**PROMPT**
In the data below, list every line that contains the string "background".

**Photo-based point labeling data**
***
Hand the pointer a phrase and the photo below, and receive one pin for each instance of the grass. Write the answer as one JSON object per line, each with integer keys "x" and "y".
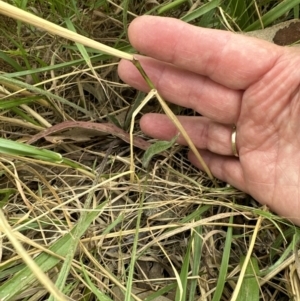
{"x": 74, "y": 225}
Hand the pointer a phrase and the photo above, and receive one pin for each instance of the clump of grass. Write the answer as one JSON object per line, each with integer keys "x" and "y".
{"x": 170, "y": 234}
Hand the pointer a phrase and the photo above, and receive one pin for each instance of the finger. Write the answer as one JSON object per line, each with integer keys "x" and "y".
{"x": 205, "y": 133}
{"x": 186, "y": 88}
{"x": 227, "y": 169}
{"x": 230, "y": 59}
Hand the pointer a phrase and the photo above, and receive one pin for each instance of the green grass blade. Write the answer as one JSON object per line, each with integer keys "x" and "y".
{"x": 250, "y": 287}
{"x": 184, "y": 274}
{"x": 80, "y": 47}
{"x": 100, "y": 296}
{"x": 197, "y": 251}
{"x": 24, "y": 278}
{"x": 224, "y": 264}
{"x": 202, "y": 10}
{"x": 240, "y": 12}
{"x": 169, "y": 6}
{"x": 274, "y": 14}
{"x": 155, "y": 149}
{"x": 134, "y": 251}
{"x": 10, "y": 61}
{"x": 21, "y": 149}
{"x": 47, "y": 94}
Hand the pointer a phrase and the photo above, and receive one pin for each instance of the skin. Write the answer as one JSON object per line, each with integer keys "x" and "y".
{"x": 229, "y": 79}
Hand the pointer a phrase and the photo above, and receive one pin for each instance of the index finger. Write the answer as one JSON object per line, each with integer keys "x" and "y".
{"x": 230, "y": 59}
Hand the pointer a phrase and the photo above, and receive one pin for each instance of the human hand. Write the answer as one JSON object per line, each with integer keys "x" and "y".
{"x": 229, "y": 79}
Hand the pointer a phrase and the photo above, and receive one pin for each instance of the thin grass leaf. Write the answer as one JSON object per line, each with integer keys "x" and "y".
{"x": 172, "y": 5}
{"x": 24, "y": 278}
{"x": 184, "y": 274}
{"x": 161, "y": 292}
{"x": 157, "y": 148}
{"x": 5, "y": 193}
{"x": 37, "y": 90}
{"x": 240, "y": 12}
{"x": 134, "y": 255}
{"x": 8, "y": 104}
{"x": 21, "y": 149}
{"x": 18, "y": 14}
{"x": 125, "y": 15}
{"x": 202, "y": 10}
{"x": 273, "y": 14}
{"x": 250, "y": 287}
{"x": 10, "y": 61}
{"x": 80, "y": 47}
{"x": 196, "y": 263}
{"x": 101, "y": 296}
{"x": 224, "y": 264}
{"x": 33, "y": 266}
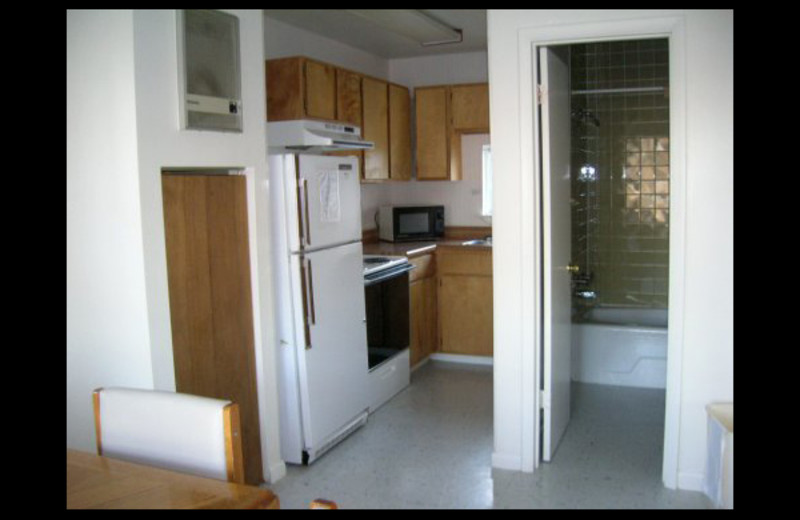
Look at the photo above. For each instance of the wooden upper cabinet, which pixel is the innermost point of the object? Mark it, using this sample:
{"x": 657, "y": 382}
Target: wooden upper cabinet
{"x": 299, "y": 88}
{"x": 302, "y": 88}
{"x": 320, "y": 94}
{"x": 399, "y": 133}
{"x": 443, "y": 114}
{"x": 470, "y": 107}
{"x": 432, "y": 130}
{"x": 375, "y": 97}
{"x": 348, "y": 97}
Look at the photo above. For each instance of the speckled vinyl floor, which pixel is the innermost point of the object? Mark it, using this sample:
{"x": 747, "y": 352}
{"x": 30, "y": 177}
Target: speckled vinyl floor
{"x": 431, "y": 447}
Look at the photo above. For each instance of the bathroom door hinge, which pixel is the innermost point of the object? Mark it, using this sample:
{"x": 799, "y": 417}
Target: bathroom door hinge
{"x": 544, "y": 399}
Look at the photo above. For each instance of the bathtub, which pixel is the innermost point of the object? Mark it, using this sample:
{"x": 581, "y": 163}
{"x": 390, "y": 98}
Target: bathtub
{"x": 621, "y": 346}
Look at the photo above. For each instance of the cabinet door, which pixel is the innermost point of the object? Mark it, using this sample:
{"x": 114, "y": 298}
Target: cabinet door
{"x": 376, "y": 128}
{"x": 470, "y": 107}
{"x": 348, "y": 97}
{"x": 432, "y": 132}
{"x": 285, "y": 89}
{"x": 465, "y": 314}
{"x": 399, "y": 133}
{"x": 320, "y": 99}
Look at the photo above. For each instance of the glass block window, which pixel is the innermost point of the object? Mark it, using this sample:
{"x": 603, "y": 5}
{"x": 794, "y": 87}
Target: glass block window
{"x": 646, "y": 177}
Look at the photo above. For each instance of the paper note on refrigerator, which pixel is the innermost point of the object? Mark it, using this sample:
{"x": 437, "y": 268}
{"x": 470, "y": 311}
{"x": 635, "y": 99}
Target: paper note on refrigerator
{"x": 330, "y": 207}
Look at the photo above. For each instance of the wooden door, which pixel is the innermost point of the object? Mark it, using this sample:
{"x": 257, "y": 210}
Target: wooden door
{"x": 208, "y": 267}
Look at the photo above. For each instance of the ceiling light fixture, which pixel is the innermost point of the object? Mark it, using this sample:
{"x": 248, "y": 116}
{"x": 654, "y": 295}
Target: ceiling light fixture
{"x": 412, "y": 23}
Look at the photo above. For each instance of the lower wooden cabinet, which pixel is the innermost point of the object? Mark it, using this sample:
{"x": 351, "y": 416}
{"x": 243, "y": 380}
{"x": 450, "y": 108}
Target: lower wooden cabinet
{"x": 464, "y": 295}
{"x": 423, "y": 308}
{"x": 451, "y": 303}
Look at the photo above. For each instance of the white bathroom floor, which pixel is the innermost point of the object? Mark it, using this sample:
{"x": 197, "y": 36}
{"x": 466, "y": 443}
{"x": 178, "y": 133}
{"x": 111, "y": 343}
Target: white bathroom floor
{"x": 430, "y": 448}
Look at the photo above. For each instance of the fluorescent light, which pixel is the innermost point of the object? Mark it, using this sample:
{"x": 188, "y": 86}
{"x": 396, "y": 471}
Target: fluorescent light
{"x": 411, "y": 23}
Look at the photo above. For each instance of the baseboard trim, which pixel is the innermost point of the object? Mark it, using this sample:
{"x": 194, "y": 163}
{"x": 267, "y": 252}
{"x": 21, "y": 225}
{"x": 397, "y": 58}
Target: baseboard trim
{"x": 463, "y": 358}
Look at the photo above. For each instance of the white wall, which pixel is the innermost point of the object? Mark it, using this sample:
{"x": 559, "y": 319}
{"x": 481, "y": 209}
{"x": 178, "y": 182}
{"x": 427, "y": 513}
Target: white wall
{"x": 107, "y": 322}
{"x": 147, "y": 95}
{"x": 707, "y": 265}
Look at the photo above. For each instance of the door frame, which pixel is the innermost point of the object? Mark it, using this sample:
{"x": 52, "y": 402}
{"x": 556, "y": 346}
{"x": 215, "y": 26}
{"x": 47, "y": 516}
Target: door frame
{"x": 529, "y": 41}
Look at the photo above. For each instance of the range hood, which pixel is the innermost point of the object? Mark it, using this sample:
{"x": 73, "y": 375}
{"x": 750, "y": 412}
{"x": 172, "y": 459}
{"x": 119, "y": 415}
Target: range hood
{"x": 308, "y": 135}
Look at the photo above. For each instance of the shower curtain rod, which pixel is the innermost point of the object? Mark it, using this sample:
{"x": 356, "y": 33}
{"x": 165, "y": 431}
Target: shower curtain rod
{"x": 633, "y": 90}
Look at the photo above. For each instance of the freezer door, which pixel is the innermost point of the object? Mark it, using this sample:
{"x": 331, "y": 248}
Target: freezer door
{"x": 332, "y": 341}
{"x": 329, "y": 200}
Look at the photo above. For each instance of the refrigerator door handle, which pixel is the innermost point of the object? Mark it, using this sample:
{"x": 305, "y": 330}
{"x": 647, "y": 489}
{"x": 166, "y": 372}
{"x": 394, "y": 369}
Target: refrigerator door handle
{"x": 311, "y": 293}
{"x": 306, "y": 220}
{"x": 304, "y": 288}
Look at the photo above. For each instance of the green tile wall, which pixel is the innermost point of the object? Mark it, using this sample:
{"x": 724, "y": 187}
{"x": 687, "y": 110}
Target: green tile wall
{"x": 621, "y": 219}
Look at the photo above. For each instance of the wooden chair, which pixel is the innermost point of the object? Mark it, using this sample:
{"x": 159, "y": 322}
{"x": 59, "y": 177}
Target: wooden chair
{"x": 181, "y": 432}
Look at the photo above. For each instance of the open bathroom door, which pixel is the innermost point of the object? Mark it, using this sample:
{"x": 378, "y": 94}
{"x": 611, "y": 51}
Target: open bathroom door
{"x": 554, "y": 106}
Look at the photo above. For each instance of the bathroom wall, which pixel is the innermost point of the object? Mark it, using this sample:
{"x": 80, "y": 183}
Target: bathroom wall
{"x": 621, "y": 141}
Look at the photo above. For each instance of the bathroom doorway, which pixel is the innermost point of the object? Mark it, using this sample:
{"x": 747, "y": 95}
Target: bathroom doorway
{"x": 606, "y": 273}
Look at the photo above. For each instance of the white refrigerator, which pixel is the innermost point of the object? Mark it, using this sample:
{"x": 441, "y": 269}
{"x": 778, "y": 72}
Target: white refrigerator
{"x": 321, "y": 318}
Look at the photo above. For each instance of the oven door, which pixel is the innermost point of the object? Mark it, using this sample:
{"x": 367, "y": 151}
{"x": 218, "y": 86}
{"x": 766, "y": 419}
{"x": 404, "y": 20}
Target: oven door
{"x": 387, "y": 305}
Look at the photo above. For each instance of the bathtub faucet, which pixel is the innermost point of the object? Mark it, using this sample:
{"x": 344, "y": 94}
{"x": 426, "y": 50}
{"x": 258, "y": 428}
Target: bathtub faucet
{"x": 586, "y": 295}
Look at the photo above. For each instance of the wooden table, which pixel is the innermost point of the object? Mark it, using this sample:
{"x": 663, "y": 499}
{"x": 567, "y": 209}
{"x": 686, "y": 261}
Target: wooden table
{"x": 95, "y": 482}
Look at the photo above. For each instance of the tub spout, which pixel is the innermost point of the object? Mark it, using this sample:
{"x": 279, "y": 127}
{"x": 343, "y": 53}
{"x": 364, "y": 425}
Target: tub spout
{"x": 586, "y": 295}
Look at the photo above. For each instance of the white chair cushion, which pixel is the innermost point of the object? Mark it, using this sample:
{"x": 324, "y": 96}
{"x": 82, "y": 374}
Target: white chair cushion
{"x": 176, "y": 431}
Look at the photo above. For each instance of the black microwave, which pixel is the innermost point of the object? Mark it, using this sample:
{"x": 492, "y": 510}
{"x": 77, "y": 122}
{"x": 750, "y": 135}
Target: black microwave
{"x": 406, "y": 223}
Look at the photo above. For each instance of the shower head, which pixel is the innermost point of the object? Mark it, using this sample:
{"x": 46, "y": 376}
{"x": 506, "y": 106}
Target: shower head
{"x": 585, "y": 116}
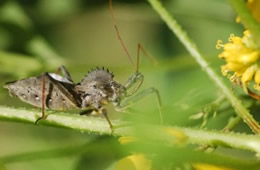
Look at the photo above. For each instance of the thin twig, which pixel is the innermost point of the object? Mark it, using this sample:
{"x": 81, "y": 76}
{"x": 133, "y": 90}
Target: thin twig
{"x": 191, "y": 47}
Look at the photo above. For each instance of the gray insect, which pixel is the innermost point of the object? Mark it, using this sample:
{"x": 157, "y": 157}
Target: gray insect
{"x": 91, "y": 94}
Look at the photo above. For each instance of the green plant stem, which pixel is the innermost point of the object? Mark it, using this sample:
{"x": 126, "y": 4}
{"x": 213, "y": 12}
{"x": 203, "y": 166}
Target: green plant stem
{"x": 100, "y": 126}
{"x": 191, "y": 47}
{"x": 247, "y": 19}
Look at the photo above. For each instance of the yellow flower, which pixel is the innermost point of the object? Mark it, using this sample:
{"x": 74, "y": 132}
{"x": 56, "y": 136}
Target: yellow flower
{"x": 254, "y": 7}
{"x": 242, "y": 61}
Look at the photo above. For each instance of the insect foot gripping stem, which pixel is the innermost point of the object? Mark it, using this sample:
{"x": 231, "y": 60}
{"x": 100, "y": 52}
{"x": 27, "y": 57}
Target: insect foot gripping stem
{"x": 104, "y": 112}
{"x": 43, "y": 99}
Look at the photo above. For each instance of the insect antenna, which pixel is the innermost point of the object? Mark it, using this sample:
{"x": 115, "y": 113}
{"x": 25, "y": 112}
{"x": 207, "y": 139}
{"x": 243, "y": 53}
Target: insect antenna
{"x": 118, "y": 33}
{"x": 140, "y": 47}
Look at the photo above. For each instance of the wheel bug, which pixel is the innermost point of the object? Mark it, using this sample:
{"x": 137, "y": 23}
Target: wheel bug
{"x": 92, "y": 93}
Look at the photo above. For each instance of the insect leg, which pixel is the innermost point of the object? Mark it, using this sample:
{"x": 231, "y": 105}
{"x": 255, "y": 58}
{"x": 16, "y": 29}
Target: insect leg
{"x": 104, "y": 113}
{"x": 86, "y": 112}
{"x": 131, "y": 100}
{"x": 43, "y": 99}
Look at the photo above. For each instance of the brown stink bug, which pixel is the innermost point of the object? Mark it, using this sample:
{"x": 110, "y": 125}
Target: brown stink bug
{"x": 92, "y": 93}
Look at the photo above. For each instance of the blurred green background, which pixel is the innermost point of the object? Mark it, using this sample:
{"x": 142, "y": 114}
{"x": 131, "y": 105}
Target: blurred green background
{"x": 40, "y": 35}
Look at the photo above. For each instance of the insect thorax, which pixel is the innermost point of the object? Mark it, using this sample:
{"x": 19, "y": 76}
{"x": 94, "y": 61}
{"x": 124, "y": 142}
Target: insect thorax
{"x": 98, "y": 88}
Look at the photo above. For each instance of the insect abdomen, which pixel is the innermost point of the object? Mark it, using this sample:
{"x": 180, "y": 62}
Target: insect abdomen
{"x": 30, "y": 91}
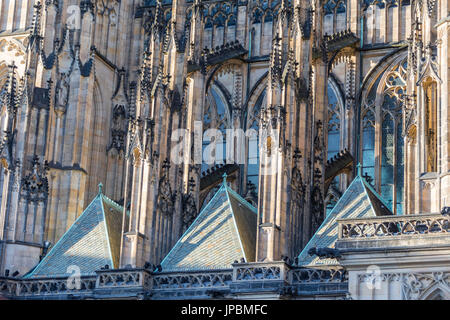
***
**TASK ANSWER**
Look at the photo above. For each instance of the blurred green background, which pixel is the innermost point of the object? Mark it, using this sample:
Target: blurred green background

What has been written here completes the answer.